→ Исследуемый текст:
Не хочу винить только систему и ситуацию: виноваты и представители местной элиты, виновато и общество в целом, его недоразвитость, в известном смысле – избалованность, гражданская инфантильность, но факт остаётся фактом – Украина, её независимость накрепко связаны в понятии обычного крымчанина не с надеждой и развитием, а с упадком и деградацией. К сожалению, из озабоченного своими проблемами Киева мы большей частью слышали окрики и неудовольствие, но хуже этого была просто нелюбовь, отсутствие интереса и демонстрация холодности. Обвинения в сепаратизме, подозрение в желании переметнуться к северному соседу были определяющими посылами столицы региону. Еще, правда, были обещания, многочисленные и широковещательные, которые обещаниями, как правило, и оставались.

Между тем, Украина так и не создала своего «крымского проекта», а все проекты, которые пытался породить Крым, либо отвергались с порога, либо дезавуировались медленно и постепенно. Как-то мне пришлось говорить с одним российским экспертом, он высказал такую мысль: разные территории СССР по-разному пережили последствия распада Союза – Москва, Питер ничего не потеряли, Поволжье, Урал (бывшие нищие доноры советской экономики) — приобрели, Крым – потерял. Именно поэтому крымчане с ностальгией смотрят на Россию – не потому, что там государственный язык русский, а потому, что там совершенно отчётлива пусть слабая, но всё же позитивная экономическая динамика, в наличии большой государственный проект.

Именно поэтому в Крыму с таким недоверием воспринимают всё, что связано с про-европейской риторикой. Это очень трудно понять украинцам, особенно тем, кто вышел на Майдан, но дело в том, что в течение последних 20 лет именно под эту «музыку» Крым разрушался и разворовывался. В это трудно поверить, но в начале 80-х по уровню благоустройства населённых пунктов, развитию социальной сферы и экономики Крым был гораздо ближе к Европе, куда мы так упорно уже двадцать лет идём, чем сегодня.

Не хочу быть неправильно понятым, я вовсе не пытаюсь уподобиться тем сторонникам независимости, которые видели беды Украины в грабеже извне, в том, что «москали съели наше сало». Просто раньше это было Сало, а теперь – поросяча шкурочка.

Крым оказался неподъёмен ни для украинской экономики, ни для украинского сознания, для нас произошло несомненное снижение цивилизационной планки, мы скатились в «дауншифтинг». Подарок Никиты Сергеевича, о 60-летии которого так запоздало вспомнил президент, был слишком дорогим, его ценность просто не смогли оценить те, кому он вручался.

→ Порядок работы:
Продолжите текст о Крыме и Украине, начав сразу после его последнего предложения.

→ Исходные данные:
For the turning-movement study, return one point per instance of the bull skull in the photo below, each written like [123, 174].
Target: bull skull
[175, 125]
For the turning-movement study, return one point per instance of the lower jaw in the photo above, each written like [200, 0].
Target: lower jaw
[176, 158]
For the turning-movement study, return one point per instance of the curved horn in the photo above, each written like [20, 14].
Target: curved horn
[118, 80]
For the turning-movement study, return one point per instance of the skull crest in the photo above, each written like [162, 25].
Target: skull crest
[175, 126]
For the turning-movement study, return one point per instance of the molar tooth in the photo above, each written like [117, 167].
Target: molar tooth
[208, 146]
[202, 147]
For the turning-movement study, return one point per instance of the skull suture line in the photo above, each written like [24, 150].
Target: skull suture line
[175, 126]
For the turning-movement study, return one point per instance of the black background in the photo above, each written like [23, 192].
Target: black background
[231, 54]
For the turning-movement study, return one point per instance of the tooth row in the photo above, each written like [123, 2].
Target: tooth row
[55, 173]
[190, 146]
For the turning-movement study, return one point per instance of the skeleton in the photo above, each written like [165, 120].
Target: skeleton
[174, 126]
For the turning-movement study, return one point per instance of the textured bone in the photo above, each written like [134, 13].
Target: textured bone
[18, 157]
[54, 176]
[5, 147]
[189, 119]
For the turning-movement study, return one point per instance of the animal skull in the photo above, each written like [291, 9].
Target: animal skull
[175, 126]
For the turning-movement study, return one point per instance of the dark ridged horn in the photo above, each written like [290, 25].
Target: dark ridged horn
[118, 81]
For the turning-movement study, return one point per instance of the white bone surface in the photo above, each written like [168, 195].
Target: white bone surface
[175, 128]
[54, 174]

→ Поле ответа:
Когда-то Максимилиан Волошин мечтал о том, что когда Крым освободится из «мешка российской империи» и задышит полной грудью «воздухом Средиземноморья». Этого не произошло — но в СССР Крым был парадным крыльцом, светлой комнатой отдыха, в Украине это грязный и неухоженный задний двор, заброшенный и неинтересный.

Отсюда современная крымская депрессия, прерываемая время от времени лихорадочными попытками прорваться к какой-то идее, какой-то проектности, какой-то надежде. Отсюда те голоса и требования свободы и полномочий, в которых больше отчаяния, чем реальной надежды на изменения. Вне зависимости от того, кто в этом виноват, именно это состояние образует тот контекст, в котором до самого последнего времени развивались взаимоотношения Крыма и Украины.

Нынешний политический кризис оставляет мало надежд на то, что ситуация каким-либо образом изменится к лучшему. Вместо того, чтобы успокоить взбудораженный юго-восток, подтвердив, что в новой Украине регионам будут гарантированы широкие права, как это и положено в стране, где так много граждан стремятся в Европу, претендующий на пост президента Виталий Кличко с трибуны Майдана обрушивается на идеи федерализации, вряд ли даже отдалённо представляя, что это такое.

Ни одного слова мы не услышали о Крыме, его будущем и судьбе от еще одного претендента на высокий государственный пост — «военного коменданта» Майдана Сергея Куницына, демонстрировавшего лишь воинственность и непримиримость. К сожалению, ничуть не удивило и последнее заявление СБУ — все те же окрики, всё те же угрозы…

Впрочем, в этой атмосфере мы живём уже более двадцати лет. Хуже другое: сквозь шинный дым Майдана к нам не пробиваются лучи надежды и за контурами многочисленных иллюзий мы пока еще не видим реальных перспектив.